STATED TASK ::
In the circuit description below, what happens when the charging voltage of capacitor 80 reaches a threshold voltage?

EXCERPT TO READ ::
FIG. 8 shows the circuit design of the timing element 44. The timing element 44 contains a definable timer 79. If activation via the activation signal 37 takes place via the wake-up comparator 36, the charging process of a capacitor 80 begins. The power supply 92 is started via the activation signal 37. This then leads to the RC element 80 in the timing element 44 being charged. If the charging voltage of the RC element 80 reaches a threshold value, the static overcurrent comparator 40 is activated. If the charging voltage of the capacitor 80 reaches a threshold voltage, a signal change is generated at the output of the timing element or timer 79. As a result, the output signal of the static overcurrent comparator 40 is no longer suppressed (corresponding suppression signal 84) and passed through. This circuit block is particularly important for the wake-up phase from sleep mode and also in the event of a fault of the evaluation means 21 or controller (fault signal 82 of the control unit or power distributor 18) of the control unit or power distributor 18. There is therefore the possibility of interrupting this timing element 44. This occurs if the evaluation means 21 or the controller is started up fully functionally and is not in the fault state. The evaluation means 21 or the controller then assumes the protection of the entire power distributor 18, i.e., including that of the additional path 50. If the wake-up phase is not successful (or the evaluation means 21 or the controller has a fault, fault signal 82) and additionally a load (I>11, which represents a potential risk of overcurrent) flows via the additional path 50, the described overcurrent protection is active.

FIG. 9 shows the circuit arrangement for a suppression circuit 76 of the output signal of the static overcurrent comparator 40. The fault signal 68 of the additional path 50 and the suppression signal 84 as generated by the timing element 44 are supplied as input variables. If a corresponding suppression signal 84 is present, the fault signal 68 is no longer forwarded by the static overcurrent comparator 40, as indicated in FIG. 2 via the switching means in the timing element 44.

MATERIAL SHOWN ::

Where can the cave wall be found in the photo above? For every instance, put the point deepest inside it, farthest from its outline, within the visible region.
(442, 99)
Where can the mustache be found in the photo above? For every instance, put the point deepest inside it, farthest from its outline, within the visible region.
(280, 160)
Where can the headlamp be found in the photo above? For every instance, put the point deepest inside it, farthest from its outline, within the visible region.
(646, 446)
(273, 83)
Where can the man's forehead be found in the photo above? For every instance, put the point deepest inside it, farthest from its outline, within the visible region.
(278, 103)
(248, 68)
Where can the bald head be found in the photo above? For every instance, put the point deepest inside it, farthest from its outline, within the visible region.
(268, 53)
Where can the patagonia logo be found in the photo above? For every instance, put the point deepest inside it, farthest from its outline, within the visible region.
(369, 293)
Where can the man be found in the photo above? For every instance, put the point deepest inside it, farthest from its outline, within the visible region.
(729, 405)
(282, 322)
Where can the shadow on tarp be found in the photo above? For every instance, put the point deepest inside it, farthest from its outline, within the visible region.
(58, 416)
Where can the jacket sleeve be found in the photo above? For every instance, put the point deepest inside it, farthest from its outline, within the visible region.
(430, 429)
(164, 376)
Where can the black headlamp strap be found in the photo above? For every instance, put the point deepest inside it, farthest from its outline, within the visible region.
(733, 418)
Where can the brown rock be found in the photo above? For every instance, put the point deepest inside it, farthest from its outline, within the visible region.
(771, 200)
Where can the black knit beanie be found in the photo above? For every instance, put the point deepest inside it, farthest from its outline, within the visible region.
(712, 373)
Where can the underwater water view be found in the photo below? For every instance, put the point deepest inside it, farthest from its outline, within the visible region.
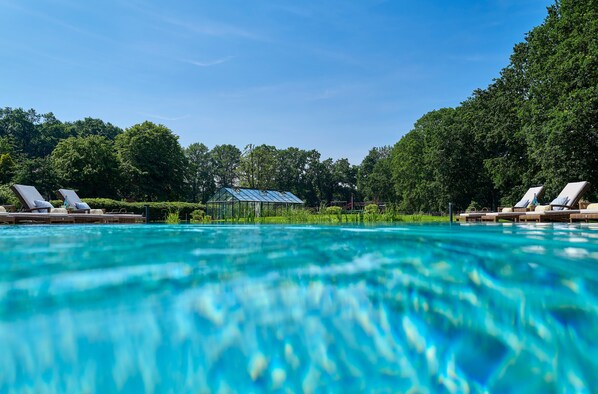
(287, 308)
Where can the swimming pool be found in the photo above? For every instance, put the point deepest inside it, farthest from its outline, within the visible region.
(194, 308)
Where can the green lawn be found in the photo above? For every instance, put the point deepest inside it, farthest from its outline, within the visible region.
(355, 218)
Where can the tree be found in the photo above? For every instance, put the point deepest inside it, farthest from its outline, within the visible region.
(257, 168)
(344, 180)
(91, 126)
(152, 161)
(200, 176)
(38, 172)
(561, 112)
(88, 165)
(291, 171)
(225, 159)
(374, 176)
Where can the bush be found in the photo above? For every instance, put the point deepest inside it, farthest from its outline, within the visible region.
(157, 210)
(7, 197)
(199, 216)
(172, 217)
(371, 209)
(333, 210)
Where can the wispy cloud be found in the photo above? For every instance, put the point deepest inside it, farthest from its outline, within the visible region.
(209, 63)
(327, 94)
(211, 28)
(160, 117)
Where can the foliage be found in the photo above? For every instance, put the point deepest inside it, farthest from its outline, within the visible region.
(90, 126)
(7, 197)
(200, 174)
(172, 217)
(38, 172)
(536, 123)
(374, 176)
(7, 167)
(257, 167)
(333, 210)
(88, 165)
(225, 160)
(157, 210)
(152, 161)
(199, 216)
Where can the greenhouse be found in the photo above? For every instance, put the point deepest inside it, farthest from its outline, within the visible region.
(243, 203)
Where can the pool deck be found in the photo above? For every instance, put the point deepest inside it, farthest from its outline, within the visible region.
(70, 218)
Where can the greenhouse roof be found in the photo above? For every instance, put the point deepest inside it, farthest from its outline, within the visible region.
(255, 195)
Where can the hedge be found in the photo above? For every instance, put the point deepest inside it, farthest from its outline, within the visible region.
(157, 210)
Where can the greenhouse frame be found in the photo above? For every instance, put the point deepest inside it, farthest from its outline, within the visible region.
(237, 202)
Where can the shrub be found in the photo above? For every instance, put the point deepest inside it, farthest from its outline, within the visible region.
(371, 209)
(7, 197)
(172, 217)
(157, 210)
(333, 210)
(199, 216)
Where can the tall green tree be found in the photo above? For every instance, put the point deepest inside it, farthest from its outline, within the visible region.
(88, 165)
(200, 173)
(292, 165)
(225, 160)
(374, 175)
(344, 180)
(257, 168)
(90, 126)
(561, 111)
(40, 173)
(152, 162)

OUTPUT FOR THIS EXERCISE ::
A signal change is generated at the output of the timing element or timer 79.